▸ Exercise instructions:
Please carry on the inverse GCD and LCM problem statement from its final sentence.

▸ Extract provided:

Inverse GCD and LCM Problem

Dr. Hanks is a renowned expert in the biotech field. His son, Hankson, after school, ponders an interesting "inverse problem" related to greatest common divisors (GCD) and least common multiples (LCM). In class, the teacher explained how to compute the GCD of two positive integers \(c_1\) and \(c_2\) and the LCM of the same two numbers. Now, Hankson considers the following inverse problem: Given four positive integers \(a_0, a_1, b_0, b_1\), find the number of positive integers \(x\) that satisfy both conditions:

1. \(\gcd(x, a_0) = a_1\).
2. \(\operatorname{lcm}(x, b_0) = b_1\).

Note that it is possible that no such \(x\) exists, or there might be several solutions. Your task is to count the number of \(x\) that meet the above two conditions.

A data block

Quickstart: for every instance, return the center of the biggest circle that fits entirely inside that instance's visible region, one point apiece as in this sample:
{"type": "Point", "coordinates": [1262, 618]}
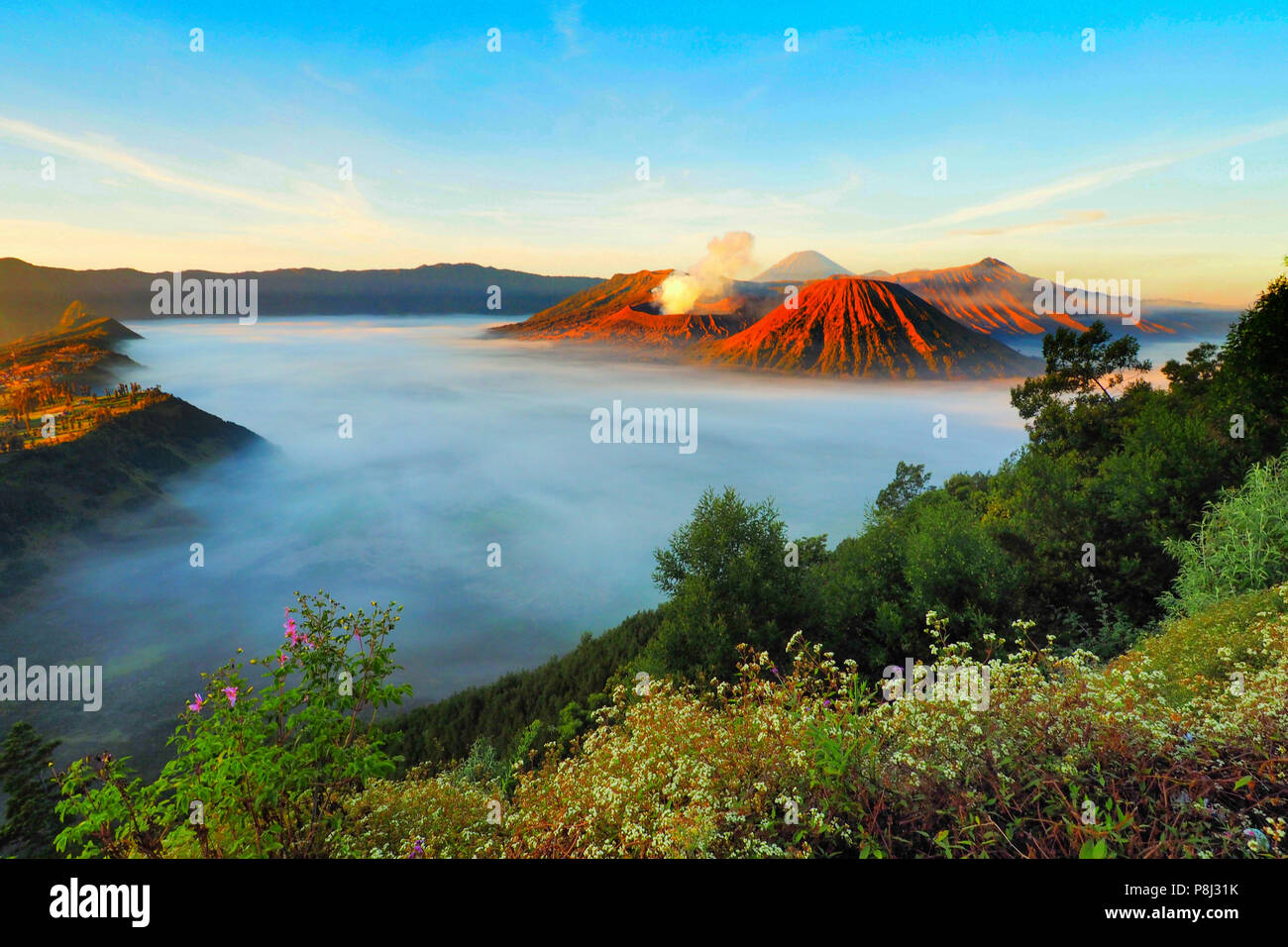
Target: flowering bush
{"type": "Point", "coordinates": [257, 772]}
{"type": "Point", "coordinates": [1068, 758]}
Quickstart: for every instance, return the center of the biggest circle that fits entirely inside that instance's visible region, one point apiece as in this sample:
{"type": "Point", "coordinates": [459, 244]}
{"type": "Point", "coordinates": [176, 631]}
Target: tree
{"type": "Point", "coordinates": [910, 480]}
{"type": "Point", "coordinates": [732, 579]}
{"type": "Point", "coordinates": [31, 822]}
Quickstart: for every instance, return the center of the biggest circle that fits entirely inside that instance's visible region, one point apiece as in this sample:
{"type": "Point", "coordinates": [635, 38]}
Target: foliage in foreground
{"type": "Point", "coordinates": [1177, 749]}
{"type": "Point", "coordinates": [257, 772]}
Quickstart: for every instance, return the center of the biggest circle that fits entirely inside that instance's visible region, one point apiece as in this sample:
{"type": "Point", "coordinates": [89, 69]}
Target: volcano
{"type": "Point", "coordinates": [625, 311]}
{"type": "Point", "coordinates": [584, 313]}
{"type": "Point", "coordinates": [867, 328]}
{"type": "Point", "coordinates": [996, 298]}
{"type": "Point", "coordinates": [800, 266]}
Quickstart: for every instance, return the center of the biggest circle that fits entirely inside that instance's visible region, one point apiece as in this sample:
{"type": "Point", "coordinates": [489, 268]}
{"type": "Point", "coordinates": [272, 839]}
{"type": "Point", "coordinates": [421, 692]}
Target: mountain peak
{"type": "Point", "coordinates": [850, 325]}
{"type": "Point", "coordinates": [803, 264]}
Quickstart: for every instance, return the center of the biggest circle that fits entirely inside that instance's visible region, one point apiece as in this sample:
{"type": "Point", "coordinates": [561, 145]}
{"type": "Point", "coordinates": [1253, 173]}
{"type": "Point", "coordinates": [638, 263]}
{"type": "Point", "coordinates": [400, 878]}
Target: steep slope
{"type": "Point", "coordinates": [806, 264]}
{"type": "Point", "coordinates": [996, 298]}
{"type": "Point", "coordinates": [583, 313]}
{"type": "Point", "coordinates": [867, 328]}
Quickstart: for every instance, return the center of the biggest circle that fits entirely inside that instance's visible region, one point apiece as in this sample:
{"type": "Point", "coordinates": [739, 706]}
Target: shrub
{"type": "Point", "coordinates": [256, 772]}
{"type": "Point", "coordinates": [1240, 545]}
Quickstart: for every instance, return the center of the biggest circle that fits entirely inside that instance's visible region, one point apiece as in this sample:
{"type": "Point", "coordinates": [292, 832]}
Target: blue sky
{"type": "Point", "coordinates": [1115, 162]}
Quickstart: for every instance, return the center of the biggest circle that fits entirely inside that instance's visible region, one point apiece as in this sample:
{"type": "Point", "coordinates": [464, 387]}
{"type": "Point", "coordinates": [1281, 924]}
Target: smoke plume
{"type": "Point", "coordinates": [728, 258]}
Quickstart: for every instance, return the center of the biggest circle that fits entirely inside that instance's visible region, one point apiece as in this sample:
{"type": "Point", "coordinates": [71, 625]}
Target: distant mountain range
{"type": "Point", "coordinates": [842, 325]}
{"type": "Point", "coordinates": [806, 264]}
{"type": "Point", "coordinates": [33, 298]}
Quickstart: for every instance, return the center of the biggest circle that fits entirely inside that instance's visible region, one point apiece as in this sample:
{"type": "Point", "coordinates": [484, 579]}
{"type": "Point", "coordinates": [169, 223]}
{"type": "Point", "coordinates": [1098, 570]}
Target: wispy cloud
{"type": "Point", "coordinates": [111, 155]}
{"type": "Point", "coordinates": [1042, 195]}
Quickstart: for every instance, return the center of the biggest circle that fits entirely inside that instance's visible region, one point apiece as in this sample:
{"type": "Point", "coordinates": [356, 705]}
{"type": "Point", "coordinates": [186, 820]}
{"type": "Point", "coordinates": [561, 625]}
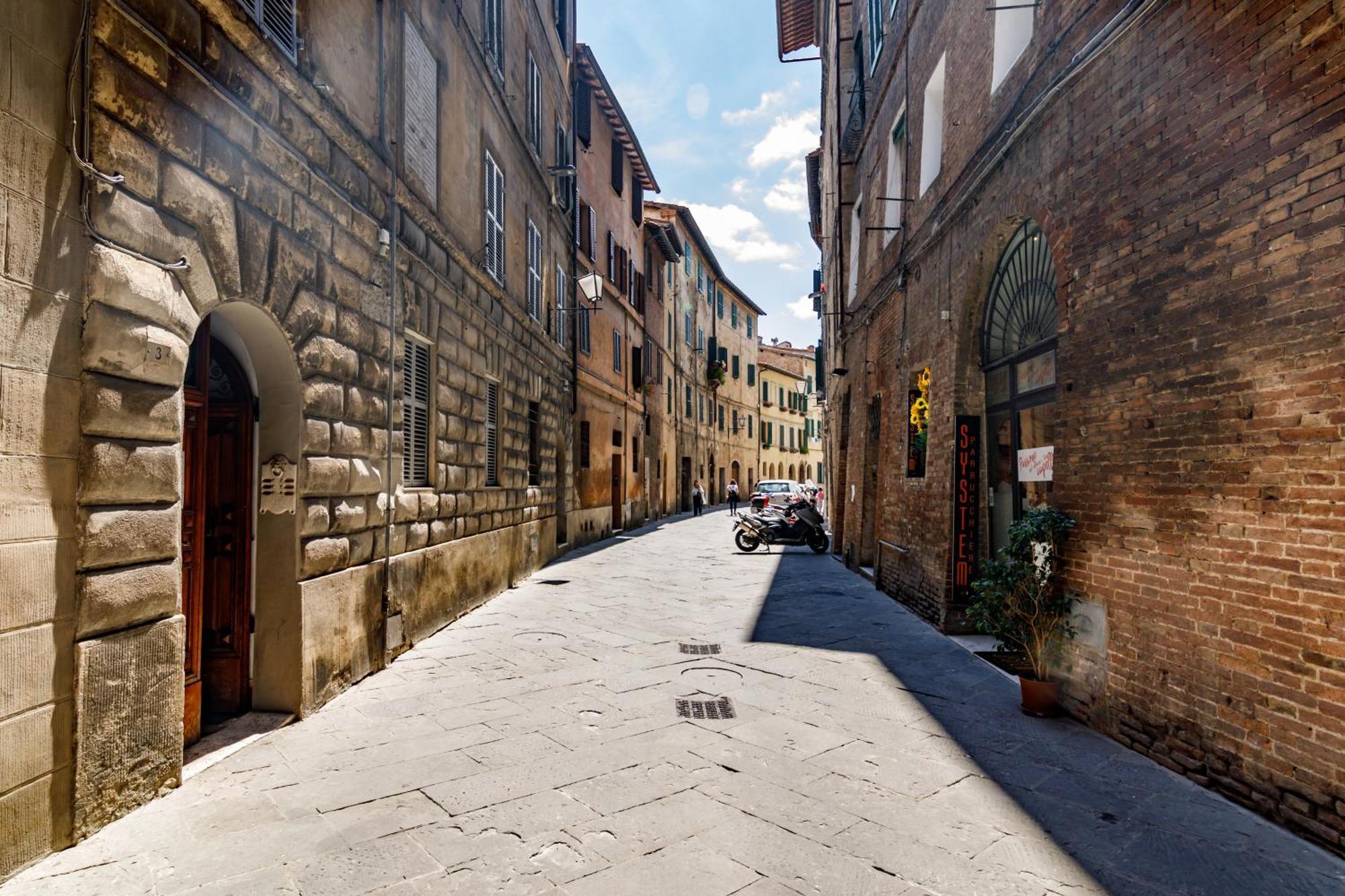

▸ Result of this task:
Important: It is guaranteed that any formulas in the problem statement use \(\LaTeX\) for formatting.

inputFormat

The input consists of a single line with four space-separated positive integers: \(a_0\), \(a_1\), \(b_0\), \(b_1\).

Note: It is expected that \(a_1\) divides \(a_0\) and \(b_0\) divides \(b_1\). If these conditions are not met, then no solution exists.

outputFormat

Output a single integer indicating the number of positive integers \(x\) that satisfy both conditions.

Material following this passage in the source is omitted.